以下の課題
1. 食品工場の設備に関するインタビューによると、製餡工場の作業室にフードを備え付けられなかったのはなぜか、一文で答えよ。
2. 食品工場の設備に関するインタビューの内容を二文で要約せよ。
3. 食品工場の設備に関するインタビューを、最後の文の後から書き継げ。

野々村 実際には、ゾーニングと動線計画を最適にすることがポイントです。原材料、梱包材料の受け入れ・保管から製造工程を経て、製品の保管・出荷に至るすべての工程の動線を分析することにより交差汚染を防止し、必要とされるクリーン度を確保します。当然ながら効率的なラインスタッフの動きを見越すことも大切です。
――夏本番。加熱エリアの居住域の温度も改善したいところ。
野々村 食品工場の加熱調理室などの多量火気使用の居室は、夏場かなり高い温度になっています。この問題を克服するには空調設備の力が不可欠です。そこで当社は「置換換気(空調)方式」を提案しています。新鮮な空気を低風量でゆっくりと室内に流すのがポイント。スタッフが活動する辺りに新しい空気を供給します。
――具体的には?
野々村 低温の風は構造体に沿って動くという性質を活かしています。床上や壁に沿って低温の風が漂い、室内の加熱源で暖められた空気は上方へ移動します。スタッフのいるスペースは低温を保ちます。もともと欧州で発達している技術で、ホテルのロビーなどの大空間にも活用され、普及しています。しかし、日本では欧州ほど普及していません。
――日本の食品工場にこそ活躍させたい技術だ。
野々村 この「置換換気方式」を導入した事例に日本の製餡工場があります。製餡工場の作業室(ボイル工程、加熱工程)で蒸気の排熱の効率が悪く、夏期の室内温湿度が非常に高いという過酷な環境でした。「スポット空調吹き出し口を各所に設置しているが、効果がない」というユーザーの問い合わせに対応しました。
製餡工場は通常の業務用の厨房と比べても、かなり大きい釜を扱い、大量の大豆を煮ます。とにかく熱い。大豆を釜に入れる際に使うホイストとレールが上部に施してあるので、フードを備え付けることができません。そこで居住域の空調だけを考える「置換換気方式」が最大限に活かされたわけです。
――生産ラインを維持しながらの設備更新や「置換換気方式」。これ以外にもこのほど、施工技術の1つに新たな提案を加えた。
野々村 安定型次亜塩素酸「ピーズガード」です。縁あって知りえたピーズガード社が開発した除菌・消臭剤です。同社では数年前から販売していましたが、昨年から食品添加物殺菌剤として認可を受け、食品業界への応用がさらに広がりました。無味・無臭で金属を腐食させません。加工食品の鮮度保持や殺菌対策にも役立てられます。
――食品業界に是非紹介したいシステムだ。
野々村 有効成分は次亜塩素酸ナトリウムですが、従来の弱酸性次亜塩素酸水の問題点を克服しました。特殊な製法により弱アルカリ性(PH10.5)に精製したことで、極端な漂白作用も、金属の腐食もありません。また、従来の次亜塩素酸ナトリウムと異なり、発がん物質であるトリハロメンの生成がなく、人体に対する安全度も高い。しかも塩素臭がほとんどしません。
――非腐食性や無臭はユーザーから重宝される。

データセットの行
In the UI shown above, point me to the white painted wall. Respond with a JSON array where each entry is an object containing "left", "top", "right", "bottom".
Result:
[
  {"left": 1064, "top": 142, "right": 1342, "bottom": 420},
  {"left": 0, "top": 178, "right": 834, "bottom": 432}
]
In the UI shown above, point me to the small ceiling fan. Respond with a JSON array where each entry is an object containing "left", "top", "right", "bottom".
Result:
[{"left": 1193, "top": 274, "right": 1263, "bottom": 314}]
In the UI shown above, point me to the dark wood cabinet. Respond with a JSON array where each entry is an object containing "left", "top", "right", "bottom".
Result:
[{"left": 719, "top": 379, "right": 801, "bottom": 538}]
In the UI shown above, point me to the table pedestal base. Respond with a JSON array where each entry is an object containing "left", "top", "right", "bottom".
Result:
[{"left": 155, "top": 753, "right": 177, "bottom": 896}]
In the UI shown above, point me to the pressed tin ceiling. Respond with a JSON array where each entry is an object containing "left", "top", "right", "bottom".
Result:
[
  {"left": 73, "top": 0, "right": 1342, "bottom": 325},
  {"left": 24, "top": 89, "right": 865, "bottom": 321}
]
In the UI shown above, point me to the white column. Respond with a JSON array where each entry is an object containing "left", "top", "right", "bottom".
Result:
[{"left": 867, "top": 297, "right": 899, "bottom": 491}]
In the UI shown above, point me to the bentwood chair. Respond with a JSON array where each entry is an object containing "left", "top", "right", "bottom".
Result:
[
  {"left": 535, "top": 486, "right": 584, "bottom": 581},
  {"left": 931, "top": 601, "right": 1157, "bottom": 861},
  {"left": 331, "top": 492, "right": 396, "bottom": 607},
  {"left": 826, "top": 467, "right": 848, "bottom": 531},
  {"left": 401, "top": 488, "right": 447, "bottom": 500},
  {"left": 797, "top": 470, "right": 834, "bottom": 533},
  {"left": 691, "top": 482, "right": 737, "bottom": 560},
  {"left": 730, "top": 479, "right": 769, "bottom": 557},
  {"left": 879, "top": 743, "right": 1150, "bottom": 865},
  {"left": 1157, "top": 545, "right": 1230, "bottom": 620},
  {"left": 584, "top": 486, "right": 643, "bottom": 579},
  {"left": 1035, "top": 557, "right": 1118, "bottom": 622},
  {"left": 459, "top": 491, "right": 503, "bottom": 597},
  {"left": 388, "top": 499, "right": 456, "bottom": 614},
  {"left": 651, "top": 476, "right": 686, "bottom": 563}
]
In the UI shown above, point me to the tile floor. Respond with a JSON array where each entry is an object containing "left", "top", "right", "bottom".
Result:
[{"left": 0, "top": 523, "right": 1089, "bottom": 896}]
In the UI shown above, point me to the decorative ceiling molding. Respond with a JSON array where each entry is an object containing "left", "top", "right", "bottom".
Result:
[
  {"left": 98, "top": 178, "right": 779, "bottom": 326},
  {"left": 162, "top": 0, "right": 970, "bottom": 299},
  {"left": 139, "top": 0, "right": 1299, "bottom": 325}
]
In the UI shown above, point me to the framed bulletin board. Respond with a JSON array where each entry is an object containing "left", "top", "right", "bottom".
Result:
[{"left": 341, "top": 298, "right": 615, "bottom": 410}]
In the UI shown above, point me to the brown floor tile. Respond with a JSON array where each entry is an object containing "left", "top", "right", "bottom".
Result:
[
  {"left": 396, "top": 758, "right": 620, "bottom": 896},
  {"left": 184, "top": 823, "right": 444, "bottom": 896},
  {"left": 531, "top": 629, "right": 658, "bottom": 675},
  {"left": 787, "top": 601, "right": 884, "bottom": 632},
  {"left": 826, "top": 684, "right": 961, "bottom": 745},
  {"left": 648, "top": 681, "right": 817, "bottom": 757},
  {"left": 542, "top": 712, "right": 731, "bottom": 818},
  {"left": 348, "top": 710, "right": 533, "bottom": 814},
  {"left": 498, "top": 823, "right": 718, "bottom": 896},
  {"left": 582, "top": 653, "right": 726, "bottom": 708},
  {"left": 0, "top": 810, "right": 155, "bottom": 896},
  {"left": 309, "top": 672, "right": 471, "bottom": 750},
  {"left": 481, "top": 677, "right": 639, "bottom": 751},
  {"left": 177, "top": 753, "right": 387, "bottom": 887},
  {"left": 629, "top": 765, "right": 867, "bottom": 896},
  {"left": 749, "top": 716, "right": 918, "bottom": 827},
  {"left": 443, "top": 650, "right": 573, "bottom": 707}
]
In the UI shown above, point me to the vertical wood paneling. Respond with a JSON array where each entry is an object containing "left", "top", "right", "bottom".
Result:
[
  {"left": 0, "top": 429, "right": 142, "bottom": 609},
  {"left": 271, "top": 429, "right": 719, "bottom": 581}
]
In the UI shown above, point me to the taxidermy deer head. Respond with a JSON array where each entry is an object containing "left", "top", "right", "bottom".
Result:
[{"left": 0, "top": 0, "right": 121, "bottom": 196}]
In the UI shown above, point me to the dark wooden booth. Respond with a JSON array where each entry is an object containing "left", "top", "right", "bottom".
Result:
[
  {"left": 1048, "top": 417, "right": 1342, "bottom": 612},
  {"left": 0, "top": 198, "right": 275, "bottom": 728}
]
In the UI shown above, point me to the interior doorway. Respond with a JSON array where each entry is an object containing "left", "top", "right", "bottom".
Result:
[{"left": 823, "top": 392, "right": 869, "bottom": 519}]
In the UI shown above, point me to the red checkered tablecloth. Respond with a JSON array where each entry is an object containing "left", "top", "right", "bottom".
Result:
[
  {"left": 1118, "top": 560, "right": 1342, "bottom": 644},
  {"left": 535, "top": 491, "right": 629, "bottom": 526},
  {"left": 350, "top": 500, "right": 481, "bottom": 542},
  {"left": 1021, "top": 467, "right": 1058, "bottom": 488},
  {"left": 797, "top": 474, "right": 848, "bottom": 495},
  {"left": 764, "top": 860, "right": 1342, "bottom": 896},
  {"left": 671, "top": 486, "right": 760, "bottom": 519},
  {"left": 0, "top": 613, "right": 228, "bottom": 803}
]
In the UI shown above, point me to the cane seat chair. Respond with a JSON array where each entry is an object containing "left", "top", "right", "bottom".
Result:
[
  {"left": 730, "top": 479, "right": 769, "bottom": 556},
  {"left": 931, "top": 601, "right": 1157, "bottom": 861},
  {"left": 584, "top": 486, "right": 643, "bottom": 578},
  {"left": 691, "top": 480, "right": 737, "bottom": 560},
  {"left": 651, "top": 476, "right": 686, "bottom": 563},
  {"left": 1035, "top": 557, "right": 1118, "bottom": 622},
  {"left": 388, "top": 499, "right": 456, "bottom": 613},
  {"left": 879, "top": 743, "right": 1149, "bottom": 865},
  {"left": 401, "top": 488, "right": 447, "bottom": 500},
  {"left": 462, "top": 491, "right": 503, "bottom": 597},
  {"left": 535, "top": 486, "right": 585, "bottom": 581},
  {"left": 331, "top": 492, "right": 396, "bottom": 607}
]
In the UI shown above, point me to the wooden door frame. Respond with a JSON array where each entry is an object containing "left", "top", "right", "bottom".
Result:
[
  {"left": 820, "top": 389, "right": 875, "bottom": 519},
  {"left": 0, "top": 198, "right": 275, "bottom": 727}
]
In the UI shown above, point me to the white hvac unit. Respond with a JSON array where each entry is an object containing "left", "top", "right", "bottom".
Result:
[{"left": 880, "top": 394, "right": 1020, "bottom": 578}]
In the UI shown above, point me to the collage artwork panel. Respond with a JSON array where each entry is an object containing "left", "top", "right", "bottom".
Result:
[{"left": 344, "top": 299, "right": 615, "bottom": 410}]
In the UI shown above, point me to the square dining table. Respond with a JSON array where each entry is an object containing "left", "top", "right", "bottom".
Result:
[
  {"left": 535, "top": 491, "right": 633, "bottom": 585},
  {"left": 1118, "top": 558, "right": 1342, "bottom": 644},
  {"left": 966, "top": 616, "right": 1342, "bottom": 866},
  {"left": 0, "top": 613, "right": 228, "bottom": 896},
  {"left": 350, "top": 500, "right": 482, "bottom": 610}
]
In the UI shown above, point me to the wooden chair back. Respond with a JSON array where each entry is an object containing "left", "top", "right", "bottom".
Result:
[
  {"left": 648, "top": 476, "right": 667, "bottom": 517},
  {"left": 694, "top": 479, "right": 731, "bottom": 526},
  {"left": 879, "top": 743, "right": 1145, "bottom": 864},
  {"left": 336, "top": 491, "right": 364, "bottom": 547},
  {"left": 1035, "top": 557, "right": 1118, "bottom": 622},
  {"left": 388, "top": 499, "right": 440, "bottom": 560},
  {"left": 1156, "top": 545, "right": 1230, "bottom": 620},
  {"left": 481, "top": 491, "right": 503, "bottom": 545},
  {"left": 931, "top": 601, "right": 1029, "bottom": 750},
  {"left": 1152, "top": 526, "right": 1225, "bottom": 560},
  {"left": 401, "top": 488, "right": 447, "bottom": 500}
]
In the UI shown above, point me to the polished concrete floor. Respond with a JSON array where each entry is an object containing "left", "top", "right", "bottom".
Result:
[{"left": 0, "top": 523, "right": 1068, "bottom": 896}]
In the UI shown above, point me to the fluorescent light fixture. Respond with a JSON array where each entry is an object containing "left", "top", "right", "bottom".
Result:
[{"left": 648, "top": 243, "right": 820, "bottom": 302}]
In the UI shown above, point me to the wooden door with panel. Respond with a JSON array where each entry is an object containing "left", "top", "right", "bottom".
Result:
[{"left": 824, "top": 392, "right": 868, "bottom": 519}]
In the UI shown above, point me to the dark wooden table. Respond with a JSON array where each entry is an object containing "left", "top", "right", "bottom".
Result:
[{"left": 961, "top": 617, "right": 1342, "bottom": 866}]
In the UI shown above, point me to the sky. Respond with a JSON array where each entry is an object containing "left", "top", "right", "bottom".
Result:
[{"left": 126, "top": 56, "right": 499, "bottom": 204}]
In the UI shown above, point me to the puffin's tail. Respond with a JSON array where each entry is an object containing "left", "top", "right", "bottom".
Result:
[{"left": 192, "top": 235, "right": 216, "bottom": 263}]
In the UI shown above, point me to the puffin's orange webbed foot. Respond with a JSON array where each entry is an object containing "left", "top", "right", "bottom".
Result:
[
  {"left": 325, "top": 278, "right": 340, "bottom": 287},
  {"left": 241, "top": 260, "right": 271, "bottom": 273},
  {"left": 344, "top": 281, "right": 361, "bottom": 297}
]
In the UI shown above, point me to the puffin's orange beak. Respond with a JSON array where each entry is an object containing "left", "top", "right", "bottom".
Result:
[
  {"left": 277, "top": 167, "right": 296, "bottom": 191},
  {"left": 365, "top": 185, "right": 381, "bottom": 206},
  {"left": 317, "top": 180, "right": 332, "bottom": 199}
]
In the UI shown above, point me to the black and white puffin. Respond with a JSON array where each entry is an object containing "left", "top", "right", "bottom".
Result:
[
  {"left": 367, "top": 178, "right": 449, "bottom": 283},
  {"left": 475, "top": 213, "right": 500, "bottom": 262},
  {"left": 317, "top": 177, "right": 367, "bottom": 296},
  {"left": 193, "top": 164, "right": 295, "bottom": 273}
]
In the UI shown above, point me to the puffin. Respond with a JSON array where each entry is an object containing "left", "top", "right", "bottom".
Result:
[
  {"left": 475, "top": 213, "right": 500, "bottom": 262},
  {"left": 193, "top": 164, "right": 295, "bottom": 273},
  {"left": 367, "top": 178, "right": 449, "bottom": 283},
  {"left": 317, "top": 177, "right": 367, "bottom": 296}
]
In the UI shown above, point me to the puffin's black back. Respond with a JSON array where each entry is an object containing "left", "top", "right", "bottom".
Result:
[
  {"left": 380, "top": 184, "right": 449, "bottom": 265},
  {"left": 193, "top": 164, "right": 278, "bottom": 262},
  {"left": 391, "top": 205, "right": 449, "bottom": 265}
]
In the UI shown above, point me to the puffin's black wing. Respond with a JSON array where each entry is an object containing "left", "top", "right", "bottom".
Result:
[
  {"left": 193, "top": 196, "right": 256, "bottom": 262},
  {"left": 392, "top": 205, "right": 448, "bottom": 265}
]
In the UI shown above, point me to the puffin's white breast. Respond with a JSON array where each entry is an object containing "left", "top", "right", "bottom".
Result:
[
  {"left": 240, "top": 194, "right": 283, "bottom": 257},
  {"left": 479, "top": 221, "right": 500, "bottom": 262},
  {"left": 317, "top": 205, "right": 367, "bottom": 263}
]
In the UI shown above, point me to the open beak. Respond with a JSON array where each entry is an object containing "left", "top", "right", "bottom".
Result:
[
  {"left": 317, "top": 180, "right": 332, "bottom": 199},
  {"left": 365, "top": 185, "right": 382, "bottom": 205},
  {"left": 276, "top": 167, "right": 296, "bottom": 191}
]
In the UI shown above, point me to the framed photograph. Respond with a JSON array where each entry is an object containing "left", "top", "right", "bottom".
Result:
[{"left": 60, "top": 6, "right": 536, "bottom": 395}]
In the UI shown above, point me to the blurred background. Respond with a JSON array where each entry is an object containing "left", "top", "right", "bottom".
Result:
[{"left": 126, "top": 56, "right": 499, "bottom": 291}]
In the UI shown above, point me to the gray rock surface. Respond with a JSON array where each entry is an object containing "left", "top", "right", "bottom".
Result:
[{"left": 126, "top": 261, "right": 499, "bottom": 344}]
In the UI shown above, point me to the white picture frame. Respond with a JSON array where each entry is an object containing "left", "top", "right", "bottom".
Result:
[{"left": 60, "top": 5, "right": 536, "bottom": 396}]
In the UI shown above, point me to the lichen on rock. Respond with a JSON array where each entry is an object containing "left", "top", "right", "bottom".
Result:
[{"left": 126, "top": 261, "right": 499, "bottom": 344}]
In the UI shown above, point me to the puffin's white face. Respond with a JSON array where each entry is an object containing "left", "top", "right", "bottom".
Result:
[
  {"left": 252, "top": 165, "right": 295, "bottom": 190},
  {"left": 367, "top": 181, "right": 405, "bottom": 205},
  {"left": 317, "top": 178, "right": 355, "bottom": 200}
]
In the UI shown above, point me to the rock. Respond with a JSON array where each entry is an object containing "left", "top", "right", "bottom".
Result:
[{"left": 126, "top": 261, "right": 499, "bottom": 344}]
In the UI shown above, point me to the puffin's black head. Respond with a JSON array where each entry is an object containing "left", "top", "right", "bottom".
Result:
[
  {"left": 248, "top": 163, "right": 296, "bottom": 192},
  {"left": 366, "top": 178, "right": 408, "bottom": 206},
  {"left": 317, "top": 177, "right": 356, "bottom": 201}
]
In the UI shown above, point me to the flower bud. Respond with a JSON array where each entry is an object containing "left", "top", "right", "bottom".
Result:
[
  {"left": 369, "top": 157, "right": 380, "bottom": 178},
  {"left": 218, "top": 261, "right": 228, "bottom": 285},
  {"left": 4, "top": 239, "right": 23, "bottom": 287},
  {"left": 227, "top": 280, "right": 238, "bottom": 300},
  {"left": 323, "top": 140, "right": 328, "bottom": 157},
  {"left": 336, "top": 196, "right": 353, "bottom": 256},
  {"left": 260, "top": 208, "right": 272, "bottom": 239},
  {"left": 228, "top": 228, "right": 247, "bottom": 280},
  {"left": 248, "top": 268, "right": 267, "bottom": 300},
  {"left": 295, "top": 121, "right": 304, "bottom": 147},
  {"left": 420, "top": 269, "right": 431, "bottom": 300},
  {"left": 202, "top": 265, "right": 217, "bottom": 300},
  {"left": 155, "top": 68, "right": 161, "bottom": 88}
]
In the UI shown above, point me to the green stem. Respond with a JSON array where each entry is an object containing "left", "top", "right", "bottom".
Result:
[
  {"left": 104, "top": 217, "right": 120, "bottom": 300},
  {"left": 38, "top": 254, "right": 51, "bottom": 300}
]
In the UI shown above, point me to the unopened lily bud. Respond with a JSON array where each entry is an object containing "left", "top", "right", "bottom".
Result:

番号別の解答
1. 大豆を釜に入れる際に使うホイストとレールが上部に施してあるためである。

2. 食品工場では工程全体の動線を分析したゾーニングで交差汚染を防ぐことが重要であり、加熱調理室の高温対策として、新鮮な空気を低風量でゆっくりと居住域に流す「置換換気方式」が提案され、製餡工場で導入された事例がある。また、食品添加物殺菌剤として認可を受けた安定型次亜塩素酸「ピーズガード」は、弱アルカリ性に精製されているため極端な漂白作用も金属の腐食もなく、塩素臭もほとんどしない。

3.
野々村 食品添加物の塩素をアルカリ水溶液中に安定化させたもので、細菌・ウィルス・バクテリアと接触することで不活性化させます。インフルエンザウイルスだけでなく、ノロウイルス・コロナウイルスなども1分以内に99.9%以上除菌します。京都微生物研究所、畜産生物科学安全研究所・日本食品分析センターなど複数の検査機関が実証しました。
また、今までにない無味・無臭・無脱色・無揮発・非腐食性の特徴があり、さらに成分は全て食品添加物で組成され、皮膚に触れても、口に入っても、目に入っても安全なことを東京食品技術研究所・日本食品分析センターが実証しました。
――様々な研究機関が実証した。
野々村 これまでは除菌・消臭剤としてのみ販売していましたが、昨年から食品添加物・殺菌剤としての認可を受けましたので、食品業界への応用がさらに広がったといえるでしょう。
例えば、水産関係ならば、魚卵製品・干物などの加工段階や、店頭販売するトレイパックの刺身などに使用することで鮮度を保持し、日持ち時間を改善できます。水産物に限らず、野菜・果物の鮮度保持や出荷調整、カット野菜の洗浄、弁当・惣菜の仕上げ段階での殺菌利用など汎用性が広がります。
――ピーズガード社の沖原正宜社長が理事長を務める「東京冷凍空調事業協同組合」が開発した噴霧システム「コールドフォグ」と組み合わせて使用することを薦めている。
野々村 組合は首都圏の空調・冷凍・電気設備会社で組織しており、設備の施工に強いメンバーが集まっています。その組合員が開発したコールドフォグは一流体ノズル方式の噴霧システム。超微細霧の水噴霧により霧の滞空時間が長く、上昇浮遊して、ダスト吸着捕捉効果と気化熱冷却効果、さらに濡れない霧によるすばやい加湿効果を上げます。特徴はノズルにあり、それが高圧噴霧を実現させました。二流体噴霧の1/20という省エネ効果も可能となります。
――この「コールドフォグ」にピーズガードが加わることで相乗効果が期待できる。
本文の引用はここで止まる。